Testo di lettura:
Parlando di formazione musicale che penetra nel DNA, immagino che sia difficile ritenere il contrario. Poi naturalmente nella band convergono anche altre influenze che non necessariamente viaggiano in quella direzione.
Analizzando la discografia dei DTL nel suo insieme, ritenete ci sia ancora margine di ricerca nella direzione che intendete intraprendere o la strada da seguire è già segnata?
Livia Monteleone: Penso che ognuno ha una propria voce, con un proprio timbro, che non cambia molto, attraverso il tempo, rimane riconoscibile. Questa è la voce del tuo strumento, qualsiasi esso sia. Ciò potrebbe magari rendere DTL riconoscibile nel prossimo album. Ma credo che proprio il senso di libertà nel come ci si esprime nella nostra band, attraverso più di un decennio di storia, ha portato a produzioni che mostrano una completa mancanza di timore, riguardo ‘direzioni’.
Bob, Balzano, ed io, siamo sempre pronti ad esplorare! Tra l’altro, proprio la natura di un duo iniziale, che ha continuato a trasformarsi, diventando presto una ‘collective of dissident blues’ auto-definitosi così più di dieci anni fa, la dice tutta. La strada non è segnata, e manco da seguire: ce la costruiamo.
Bob Cillo: Penso che il giorno in cui prenderemo atto di avere davanti un percorso prevedibile, ci scioglieremo. Io e Livia rifuggiamo per definizione l’idea di un tracciato o di un solco da seguire in maniera pedissequa e rigorosa. La musica che suoniamo è un po’ come la nostra vita: certo, c’è una identità definita e delle influenze ben determinate ma chi può dire cosa ci aspetta dietro l’angolo?
Bob tu hai suonato dal vivo in diverse situazioni nazionali e internazionali, come valuti in questo momento (al netto della pandemia) la condizione della musica live in Puglia e in Italia?
Bob Cillo: In realtà non amo molto esprimere valutazioni di questo tipo. Naturalmente a ogni musicista piacerebbe vedere più partecipazione ai propri concerti e più interesse per le proprie produzioni, tutti amano suonare in una music venue gremita, davanti a un’audience partecipe. Tuttavia noi siamo perfettamente consapevoli di non suonare una musica per grandi masse e abbiamo canoni del tutto alternativi rispetto ai modelli del mainstream. Abbiamo imparato ad esibirci e a produrre musica per nostra realizzazione personale ed artistica e per la gioia di chiunque vorrà o potrà goderne, senza porci il problema di raggiungere grandi numeri. Ciò detto l’Italia, e la Puglia in particolare, danno spesso prova di vitalità invidiabile, a livello artistico, musicale e sociale. Abbiamo ottimi musicisti, grandi band e ci capita spesso di suonare in posti meravigliosi, davanti ad un pubblico numeroso e caldo.

Consegna 1: Trascrivi il brano dell'intervista ai DTL che parte dalle parole "Parlando di formazione" e si chiude con le parole "timore, riguardo ‘direzioni’.", incluse.
Consegna 2: Stabilisci se ciascuna delle seguenti affermazioni è in accordo con l'intervista ai DTL, rispondendo sì o no e citando le parole decisive del testo. (a) Secondo Livia Monteleone la strada che la band deve seguire è già segnata. (b) Bob Cillo afferma che la band suona musica pensata per grandi masse. (c) La band si è autodefinita "collective of dissident blues" più di dieci anni fa.
Consegna 3: Per favore, prosegui l'intervista ai DTL a partire dalla fine dell'ultima risposta riportata.

Materiale fornito:
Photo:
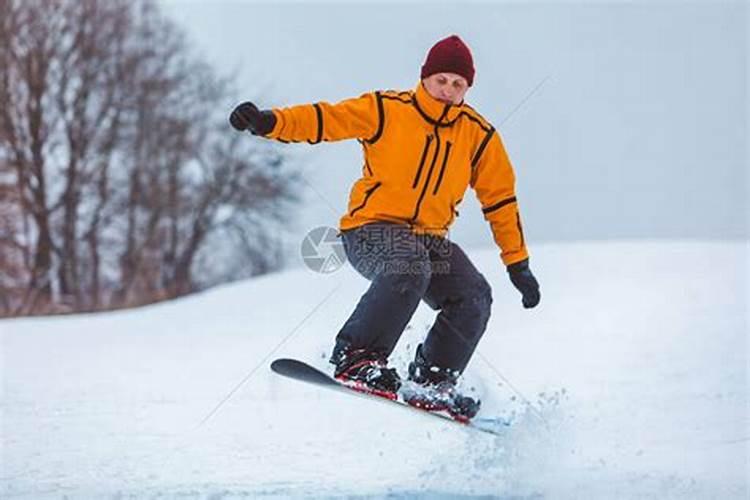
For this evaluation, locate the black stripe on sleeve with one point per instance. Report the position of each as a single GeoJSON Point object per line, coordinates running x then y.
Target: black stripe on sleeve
{"type": "Point", "coordinates": [499, 205]}
{"type": "Point", "coordinates": [381, 119]}
{"type": "Point", "coordinates": [319, 114]}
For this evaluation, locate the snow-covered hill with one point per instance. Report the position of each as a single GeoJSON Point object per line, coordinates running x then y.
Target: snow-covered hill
{"type": "Point", "coordinates": [630, 379]}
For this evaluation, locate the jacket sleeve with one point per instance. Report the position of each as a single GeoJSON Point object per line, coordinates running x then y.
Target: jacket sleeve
{"type": "Point", "coordinates": [359, 118]}
{"type": "Point", "coordinates": [493, 181]}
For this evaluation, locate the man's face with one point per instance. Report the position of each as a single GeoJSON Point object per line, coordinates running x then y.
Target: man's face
{"type": "Point", "coordinates": [449, 88]}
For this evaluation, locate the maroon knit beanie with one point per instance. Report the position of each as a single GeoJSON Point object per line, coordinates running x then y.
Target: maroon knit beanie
{"type": "Point", "coordinates": [450, 55]}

Risultato dell'esercizio 1:
Parlando di formazione musicale che penetra nel DNA, immagino che sia difficile ritenere il contrario. Poi naturalmente nella band convergono anche altre influenze che non necessariamente viaggiano in quella direzione.
Analizzando la discografia dei DTL nel suo insieme, ritenete ci sia ancora margine di ricerca nella direzione che intendete intraprendere o la strada da seguire è già segnata?
Livia Monteleone: Penso che ognuno ha una propria voce, con un proprio timbro, che non cambia molto, attraverso il tempo, rimane riconoscibile. Questa è la voce del tuo strumento, qualsiasi esso sia. Ciò potrebbe magari rendere DTL riconoscibile nel prossimo album. Ma credo che proprio il senso di libertà nel come ci si esprime nella nostra band, attraverso più di un decennio di storia, ha portato a produzioni che mostrano una completa mancanza di timore, riguardo ‘direzioni’.

Risultato dell'esercizio 2:
(a) No: "La strada non è segnata, e manco da seguire: ce la costruiamo."
(b) No: "noi siamo perfettamente consapevoli di non suonare una musica per grandi masse"
(c) Sì: "diventando presto una ‘collective of dissident blues’ auto-definitosi così più di dieci anni fa"

Risultato dell'esercizio 3:
Bob ti salutiamo con una domanda sul futuro del tuo percorso artistico, hai progetti in cantiere?
Bob Cillo: Sono cantieri che hanno ormai fondamenta ben consolidate, con ottime premesse per gli sviluppi futuri. Io e Livia stiamo investendo tantissime energie in Behind Bars, un side-project in cui crediamo tanto. È un progetto in cui l’aspetto musicale si fonde con l’impegno umano, politico e sociale. Behind Bars è una sorta di “concept band” in cui tutti i brani in repertorio, originali o cover reinterpretate in modo personale, sono legati da un unico tema: la detenzione carceraria e tutto quel che gravita attorno al mondo della prigionia. Abbiamo da poco pubblicato il video This Jail, una nostra “prison song”, “rubata” al repertorio di Dirty Trainload. La nostra pagina Facebook è concepita come una sorta di laboratorio, un collettore di opinioni, notizie e impressioni per fare controinformazione e condividere conoscenze su questo argomento.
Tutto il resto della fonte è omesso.